DATA EXCERPTS:
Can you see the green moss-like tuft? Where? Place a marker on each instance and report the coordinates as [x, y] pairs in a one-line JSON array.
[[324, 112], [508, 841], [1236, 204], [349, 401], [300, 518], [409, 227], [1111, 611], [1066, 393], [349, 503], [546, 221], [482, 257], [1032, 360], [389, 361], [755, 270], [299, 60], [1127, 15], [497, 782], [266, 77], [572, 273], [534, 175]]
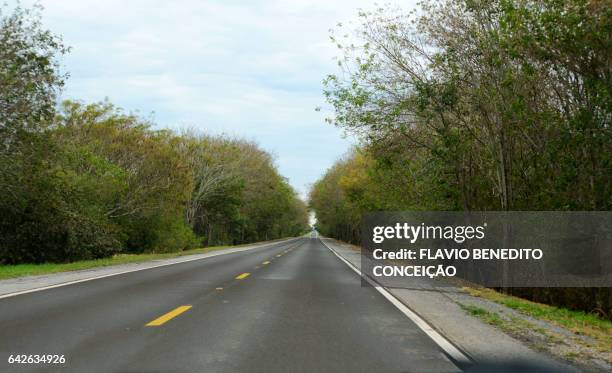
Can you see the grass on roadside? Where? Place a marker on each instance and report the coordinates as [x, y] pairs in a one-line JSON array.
[[578, 322], [19, 270]]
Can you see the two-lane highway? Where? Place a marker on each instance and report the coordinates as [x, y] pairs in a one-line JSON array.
[[288, 306]]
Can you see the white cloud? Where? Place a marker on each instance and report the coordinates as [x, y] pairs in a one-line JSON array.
[[249, 68]]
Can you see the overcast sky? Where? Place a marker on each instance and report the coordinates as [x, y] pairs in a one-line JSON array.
[[247, 68]]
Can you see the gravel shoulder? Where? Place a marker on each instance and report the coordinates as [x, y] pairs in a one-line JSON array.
[[485, 330]]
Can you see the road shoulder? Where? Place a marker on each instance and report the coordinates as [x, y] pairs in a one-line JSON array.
[[442, 306], [27, 284]]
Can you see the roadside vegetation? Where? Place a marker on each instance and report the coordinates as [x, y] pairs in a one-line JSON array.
[[474, 105], [34, 269], [84, 181]]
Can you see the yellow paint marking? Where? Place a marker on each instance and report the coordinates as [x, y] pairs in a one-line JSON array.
[[242, 276], [169, 316]]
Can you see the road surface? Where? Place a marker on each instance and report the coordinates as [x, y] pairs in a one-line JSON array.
[[291, 306]]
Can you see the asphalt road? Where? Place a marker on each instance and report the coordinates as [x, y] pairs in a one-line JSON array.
[[286, 307]]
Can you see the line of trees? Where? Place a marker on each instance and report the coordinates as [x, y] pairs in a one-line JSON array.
[[474, 105], [83, 181]]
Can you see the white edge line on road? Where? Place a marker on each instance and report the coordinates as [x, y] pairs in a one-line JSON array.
[[212, 254], [448, 347]]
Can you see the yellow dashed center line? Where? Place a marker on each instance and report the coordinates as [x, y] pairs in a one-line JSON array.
[[169, 316], [242, 276]]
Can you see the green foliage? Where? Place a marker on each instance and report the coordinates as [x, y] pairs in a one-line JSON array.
[[86, 181], [474, 105]]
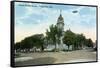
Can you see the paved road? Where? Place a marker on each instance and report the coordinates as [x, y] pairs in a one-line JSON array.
[[56, 57]]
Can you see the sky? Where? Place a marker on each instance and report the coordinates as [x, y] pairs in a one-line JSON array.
[[35, 18]]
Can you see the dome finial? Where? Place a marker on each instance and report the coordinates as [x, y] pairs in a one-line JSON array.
[[60, 11]]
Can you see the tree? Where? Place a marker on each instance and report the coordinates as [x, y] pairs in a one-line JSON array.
[[51, 35], [89, 42], [18, 46], [69, 38], [79, 41]]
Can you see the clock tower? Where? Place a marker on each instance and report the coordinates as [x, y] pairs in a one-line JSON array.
[[60, 28]]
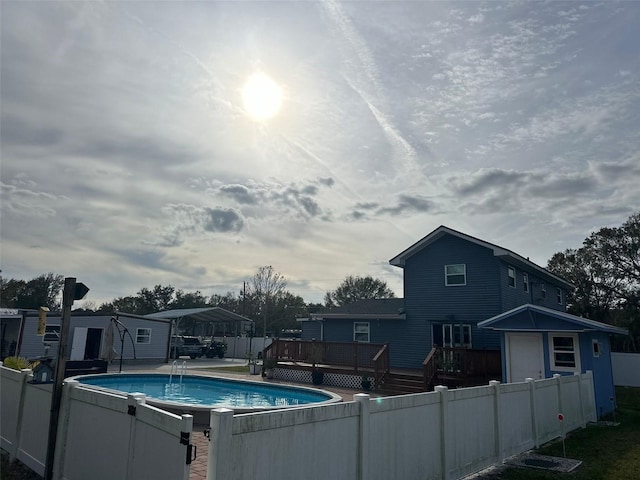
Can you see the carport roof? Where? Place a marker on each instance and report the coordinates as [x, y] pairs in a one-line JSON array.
[[207, 314]]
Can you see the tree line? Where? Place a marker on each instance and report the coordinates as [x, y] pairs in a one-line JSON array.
[[264, 298], [605, 271]]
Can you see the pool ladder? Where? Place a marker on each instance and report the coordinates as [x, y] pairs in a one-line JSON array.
[[174, 368]]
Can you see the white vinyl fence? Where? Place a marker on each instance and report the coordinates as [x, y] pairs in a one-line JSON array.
[[239, 347], [626, 369], [444, 434], [101, 436]]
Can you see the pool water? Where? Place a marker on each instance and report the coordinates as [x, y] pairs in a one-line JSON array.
[[207, 391]]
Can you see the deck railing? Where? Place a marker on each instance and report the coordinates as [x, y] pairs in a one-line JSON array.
[[355, 355], [381, 363], [430, 370], [463, 366], [466, 362]]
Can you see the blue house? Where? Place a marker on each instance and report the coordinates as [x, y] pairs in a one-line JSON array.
[[452, 281], [539, 342]]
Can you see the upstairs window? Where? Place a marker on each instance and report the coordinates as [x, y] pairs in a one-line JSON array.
[[511, 273], [563, 352], [143, 335], [361, 332], [455, 274]]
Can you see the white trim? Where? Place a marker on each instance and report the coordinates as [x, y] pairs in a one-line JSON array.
[[447, 275], [138, 335], [576, 353], [559, 295], [509, 277], [507, 352]]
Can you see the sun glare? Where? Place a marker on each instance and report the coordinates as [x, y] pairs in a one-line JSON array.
[[262, 97]]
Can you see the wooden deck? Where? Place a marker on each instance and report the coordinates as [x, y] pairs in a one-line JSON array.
[[452, 367]]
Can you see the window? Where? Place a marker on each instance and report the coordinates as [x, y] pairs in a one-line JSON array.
[[51, 334], [361, 331], [559, 296], [511, 273], [143, 335], [456, 335], [455, 274], [563, 352]]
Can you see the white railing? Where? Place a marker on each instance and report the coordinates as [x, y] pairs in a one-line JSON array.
[[444, 434], [101, 435]]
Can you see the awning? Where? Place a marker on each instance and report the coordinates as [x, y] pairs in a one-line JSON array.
[[207, 314]]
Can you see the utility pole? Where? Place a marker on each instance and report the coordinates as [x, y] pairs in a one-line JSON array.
[[71, 292]]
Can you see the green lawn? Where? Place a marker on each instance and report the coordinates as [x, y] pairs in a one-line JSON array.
[[607, 453]]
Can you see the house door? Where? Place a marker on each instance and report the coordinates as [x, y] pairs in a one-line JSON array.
[[451, 335], [86, 343], [525, 357]]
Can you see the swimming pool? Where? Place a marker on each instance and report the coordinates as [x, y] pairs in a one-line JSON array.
[[191, 393]]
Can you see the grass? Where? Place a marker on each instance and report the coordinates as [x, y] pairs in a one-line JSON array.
[[607, 452]]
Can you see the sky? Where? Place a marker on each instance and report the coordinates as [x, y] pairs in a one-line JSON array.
[[129, 157]]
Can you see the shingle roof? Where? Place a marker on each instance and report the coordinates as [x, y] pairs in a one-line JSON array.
[[382, 307], [400, 259]]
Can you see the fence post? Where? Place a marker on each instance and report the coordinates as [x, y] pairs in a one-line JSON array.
[[63, 427], [133, 401], [583, 423], [26, 372], [363, 400], [497, 407], [534, 417], [219, 462], [556, 377], [444, 427]]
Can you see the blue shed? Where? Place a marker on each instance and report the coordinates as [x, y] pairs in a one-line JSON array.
[[538, 342]]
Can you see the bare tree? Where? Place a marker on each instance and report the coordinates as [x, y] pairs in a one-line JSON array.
[[264, 288], [353, 289]]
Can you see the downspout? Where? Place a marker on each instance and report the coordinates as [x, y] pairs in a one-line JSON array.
[[23, 321]]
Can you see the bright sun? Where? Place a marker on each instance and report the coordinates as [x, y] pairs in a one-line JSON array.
[[262, 97]]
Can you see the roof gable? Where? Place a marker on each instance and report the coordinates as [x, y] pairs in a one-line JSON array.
[[368, 308], [534, 317], [500, 252]]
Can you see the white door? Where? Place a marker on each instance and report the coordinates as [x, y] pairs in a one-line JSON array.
[[524, 356], [79, 343]]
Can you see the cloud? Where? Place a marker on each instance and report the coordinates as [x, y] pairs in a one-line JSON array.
[[222, 220]]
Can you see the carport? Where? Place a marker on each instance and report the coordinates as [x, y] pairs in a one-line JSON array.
[[205, 322]]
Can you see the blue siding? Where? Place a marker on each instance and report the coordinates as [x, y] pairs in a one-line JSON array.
[[428, 300], [311, 331]]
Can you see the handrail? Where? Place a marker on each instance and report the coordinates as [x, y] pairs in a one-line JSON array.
[[429, 369]]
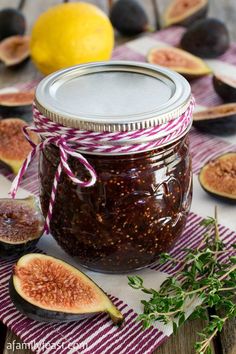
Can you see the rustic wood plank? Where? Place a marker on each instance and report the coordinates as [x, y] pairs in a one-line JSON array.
[[228, 337], [183, 342]]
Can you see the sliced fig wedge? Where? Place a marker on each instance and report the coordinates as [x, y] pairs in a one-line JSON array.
[[218, 177], [225, 87], [219, 120], [21, 225], [14, 50], [178, 60], [14, 148], [48, 289], [185, 12]]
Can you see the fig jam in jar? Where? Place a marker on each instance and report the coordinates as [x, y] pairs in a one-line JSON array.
[[138, 206]]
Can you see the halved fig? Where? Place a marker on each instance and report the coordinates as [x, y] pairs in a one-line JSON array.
[[225, 87], [14, 50], [185, 12], [218, 177], [14, 148], [48, 289], [21, 225], [178, 60], [219, 120]]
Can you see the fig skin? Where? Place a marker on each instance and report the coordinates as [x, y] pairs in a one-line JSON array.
[[12, 22], [90, 300], [21, 225], [206, 38], [229, 198], [224, 88], [199, 67], [14, 148], [18, 104], [14, 50], [218, 120], [185, 19], [128, 17]]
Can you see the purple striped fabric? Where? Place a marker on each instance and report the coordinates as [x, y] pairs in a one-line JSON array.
[[97, 335]]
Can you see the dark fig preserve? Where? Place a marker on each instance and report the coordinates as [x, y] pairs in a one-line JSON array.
[[138, 206]]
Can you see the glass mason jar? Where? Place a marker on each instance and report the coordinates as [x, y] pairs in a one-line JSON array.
[[139, 204]]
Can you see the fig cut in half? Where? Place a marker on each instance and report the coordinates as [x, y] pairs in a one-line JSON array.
[[185, 12], [218, 177], [178, 60], [21, 225], [219, 120], [48, 289], [225, 87], [14, 50], [14, 147]]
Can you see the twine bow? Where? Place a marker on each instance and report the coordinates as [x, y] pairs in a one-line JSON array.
[[70, 140]]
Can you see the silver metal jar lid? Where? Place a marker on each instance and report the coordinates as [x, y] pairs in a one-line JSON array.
[[113, 96]]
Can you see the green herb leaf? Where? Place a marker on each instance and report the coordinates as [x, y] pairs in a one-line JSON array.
[[200, 275]]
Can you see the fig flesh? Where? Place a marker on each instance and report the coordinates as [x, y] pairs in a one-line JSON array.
[[218, 177], [128, 17], [178, 60], [219, 120], [21, 225], [225, 87], [12, 22], [48, 289], [14, 50], [14, 148], [185, 12], [206, 38]]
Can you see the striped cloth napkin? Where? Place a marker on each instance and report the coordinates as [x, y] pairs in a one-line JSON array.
[[98, 335]]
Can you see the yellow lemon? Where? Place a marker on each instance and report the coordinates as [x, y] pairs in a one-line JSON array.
[[69, 34]]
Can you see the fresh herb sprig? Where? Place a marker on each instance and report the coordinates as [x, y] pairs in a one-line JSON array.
[[201, 278]]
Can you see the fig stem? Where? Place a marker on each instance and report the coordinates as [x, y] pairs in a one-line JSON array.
[[21, 4]]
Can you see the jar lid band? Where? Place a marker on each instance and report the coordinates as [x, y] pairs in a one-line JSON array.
[[72, 142]]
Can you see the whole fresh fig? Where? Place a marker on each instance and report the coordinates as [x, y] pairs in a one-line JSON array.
[[206, 38]]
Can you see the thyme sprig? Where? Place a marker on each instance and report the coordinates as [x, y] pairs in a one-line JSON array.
[[201, 278]]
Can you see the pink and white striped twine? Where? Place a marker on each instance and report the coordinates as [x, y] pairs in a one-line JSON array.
[[70, 141]]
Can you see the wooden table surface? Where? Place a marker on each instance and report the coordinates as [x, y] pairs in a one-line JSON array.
[[225, 10]]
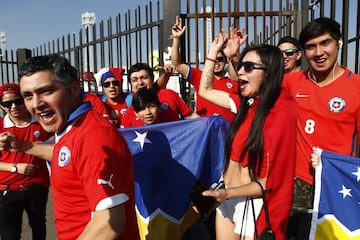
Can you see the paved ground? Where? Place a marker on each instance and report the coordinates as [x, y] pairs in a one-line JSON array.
[[197, 232], [26, 233]]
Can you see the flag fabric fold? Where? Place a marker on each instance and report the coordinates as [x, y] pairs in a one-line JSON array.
[[337, 198], [168, 159]]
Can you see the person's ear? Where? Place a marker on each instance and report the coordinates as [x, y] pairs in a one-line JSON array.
[[340, 43], [299, 55]]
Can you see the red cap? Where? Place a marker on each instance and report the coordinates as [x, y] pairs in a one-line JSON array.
[[9, 88]]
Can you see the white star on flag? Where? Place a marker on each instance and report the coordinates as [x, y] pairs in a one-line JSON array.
[[345, 191], [141, 138], [357, 174]]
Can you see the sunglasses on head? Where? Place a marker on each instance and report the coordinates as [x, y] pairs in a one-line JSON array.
[[221, 59], [115, 83], [290, 52], [17, 102], [250, 66]]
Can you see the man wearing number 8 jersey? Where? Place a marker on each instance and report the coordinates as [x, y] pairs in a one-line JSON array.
[[327, 96]]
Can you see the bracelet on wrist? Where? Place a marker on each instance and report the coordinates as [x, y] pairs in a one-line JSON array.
[[211, 59]]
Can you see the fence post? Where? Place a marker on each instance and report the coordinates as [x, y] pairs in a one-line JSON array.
[[21, 55], [171, 9]]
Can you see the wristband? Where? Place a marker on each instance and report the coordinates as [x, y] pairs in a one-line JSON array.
[[211, 59]]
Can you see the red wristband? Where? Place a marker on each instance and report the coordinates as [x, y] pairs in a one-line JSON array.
[[211, 59]]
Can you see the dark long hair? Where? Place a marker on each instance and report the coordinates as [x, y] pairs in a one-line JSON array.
[[269, 92]]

EXERCISE BRIEF:
Retype, without alteration, the portion of the listing that begins at the line containing "Can you see the paved ground?" and ends after the line containing "[[221, 59], [115, 83], [290, 52], [17, 102], [250, 66]]", with both of those lines included.

FULL OUTPUT:
Can you see the paved ground? Where? Place a marker on each instance and report the coordinates as [x, y] pairs in a one-line JSON array.
[[197, 232], [26, 233]]
Can you see the flag fabric fold? Where? Place a marker on each instance and report the coordinates as [x, y] pairs in a one-line JSON array.
[[337, 198], [168, 159]]
Can you see the person's ear? Where? Place a marker on each instance and report the coordinates as [x, y] pairs in a one-line JSON array.
[[340, 43], [299, 55]]
Can you see the red cap? Where? Place a marker on each instance and report the coordinates as [x, y] pairs in a one-line JSON array.
[[9, 88]]
Can you see the white star on flag? Where? Place a marker on each instance and report the coordinates as [x, y] pairs in a one-line JSON array.
[[345, 191], [141, 138], [357, 174]]
Can you see the sunglasses on head? Where? Place a marker on each instance and report the coordinates as [x, y] pairs in a one-line JSON array.
[[221, 59], [115, 83], [290, 52], [17, 102], [250, 66]]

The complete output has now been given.